▸ **Stated task**: Rewrite the material below so that every "pointer" becomes "marker", with everything else left unchanged.

== Input rows ==

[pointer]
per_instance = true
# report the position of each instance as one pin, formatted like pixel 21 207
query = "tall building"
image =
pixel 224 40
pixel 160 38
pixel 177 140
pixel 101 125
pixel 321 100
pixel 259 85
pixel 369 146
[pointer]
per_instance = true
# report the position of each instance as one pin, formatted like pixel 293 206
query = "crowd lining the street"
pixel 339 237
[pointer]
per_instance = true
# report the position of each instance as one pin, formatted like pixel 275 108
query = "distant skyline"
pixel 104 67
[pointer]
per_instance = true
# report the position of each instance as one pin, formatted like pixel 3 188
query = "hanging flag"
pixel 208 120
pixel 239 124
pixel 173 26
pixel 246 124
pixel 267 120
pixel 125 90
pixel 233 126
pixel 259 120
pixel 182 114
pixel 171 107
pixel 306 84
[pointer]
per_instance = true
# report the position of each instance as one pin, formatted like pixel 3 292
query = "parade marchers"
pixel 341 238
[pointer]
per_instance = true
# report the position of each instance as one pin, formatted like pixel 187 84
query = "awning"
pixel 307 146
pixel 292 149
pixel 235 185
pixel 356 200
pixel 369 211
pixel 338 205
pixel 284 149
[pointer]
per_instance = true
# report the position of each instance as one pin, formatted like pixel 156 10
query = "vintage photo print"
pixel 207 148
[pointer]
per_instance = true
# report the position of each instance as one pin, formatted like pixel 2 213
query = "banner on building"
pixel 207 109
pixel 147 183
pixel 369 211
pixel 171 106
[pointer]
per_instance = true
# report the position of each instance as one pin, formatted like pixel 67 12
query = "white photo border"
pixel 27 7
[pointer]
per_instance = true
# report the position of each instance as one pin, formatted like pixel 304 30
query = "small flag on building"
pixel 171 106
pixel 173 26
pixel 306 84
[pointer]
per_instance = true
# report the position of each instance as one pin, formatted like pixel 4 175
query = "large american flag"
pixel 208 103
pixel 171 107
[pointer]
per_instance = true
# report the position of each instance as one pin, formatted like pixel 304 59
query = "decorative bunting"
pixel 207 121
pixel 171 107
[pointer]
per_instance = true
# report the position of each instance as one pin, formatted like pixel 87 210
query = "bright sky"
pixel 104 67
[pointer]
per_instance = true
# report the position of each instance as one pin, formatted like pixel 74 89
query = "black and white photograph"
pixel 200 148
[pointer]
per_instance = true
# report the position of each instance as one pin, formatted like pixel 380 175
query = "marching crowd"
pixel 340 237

===

▸ **Reply to the task**:
[marker]
per_instance = true
# report the position of each instance as one pin, formatted like pixel 21 207
query = "tall building"
image =
pixel 224 40
pixel 160 38
pixel 177 140
pixel 101 125
pixel 321 100
pixel 259 85
pixel 369 146
[marker]
per_instance = true
# report the position of each instance as one pin, formatted like pixel 293 206
query = "crowd lining the street"
pixel 339 237
[marker]
per_instance = true
# report the position of each instance as one pin, formatted like pixel 275 108
query = "distant skyline"
pixel 104 67
[marker]
per_instance = true
# report the position of each instance as one pin, formatted like pixel 3 188
query = "hanging flag"
pixel 208 120
pixel 239 124
pixel 173 26
pixel 246 124
pixel 267 120
pixel 125 90
pixel 233 126
pixel 259 120
pixel 182 114
pixel 171 107
pixel 306 84
[marker]
per_instance = true
# report the position of each instance as one pin, formatted like pixel 3 292
query = "parade marchers"
pixel 341 238
[marker]
per_instance = true
# report the position of each instance as one pin, formatted like pixel 187 84
query = "awning"
pixel 307 146
pixel 292 149
pixel 235 185
pixel 356 200
pixel 369 211
pixel 338 205
pixel 284 149
[marker]
per_instance = true
# report the position of each instance as one pin, formatted like pixel 156 10
query = "vintage photo print"
pixel 207 148
[marker]
per_instance = true
# report the position of each instance as one pin, formatted like pixel 2 213
query = "banner on building"
pixel 207 109
pixel 147 183
pixel 369 211
pixel 171 106
[marker]
per_instance = true
# report the position of each instance as one pin, formatted like pixel 67 12
query = "white photo border"
pixel 27 7
[marker]
per_instance = true
# report the position of each instance as one pin, formatted like pixel 304 30
query = "small flag on building"
pixel 171 106
pixel 173 26
pixel 306 84
[marker]
per_instance = true
# report the position of each instance as one pin, formatted like pixel 4 175
query = "large american flag"
pixel 208 103
pixel 171 107
[marker]
per_instance = true
# report the position of each instance as one pin, formatted like pixel 304 59
query = "decorative bunting"
pixel 207 121
pixel 171 107
[marker]
per_instance = true
# report the position of each instance as one pin, formatted like pixel 87 210
query = "bright sky"
pixel 104 67
[marker]
per_instance = true
# report the position of each instance as one pin, formatted like pixel 74 89
query = "black and white photograph"
pixel 200 148
[marker]
per_instance = true
# report the position of each instance as one pin, formatted like pixel 380 175
query = "marching crowd"
pixel 340 237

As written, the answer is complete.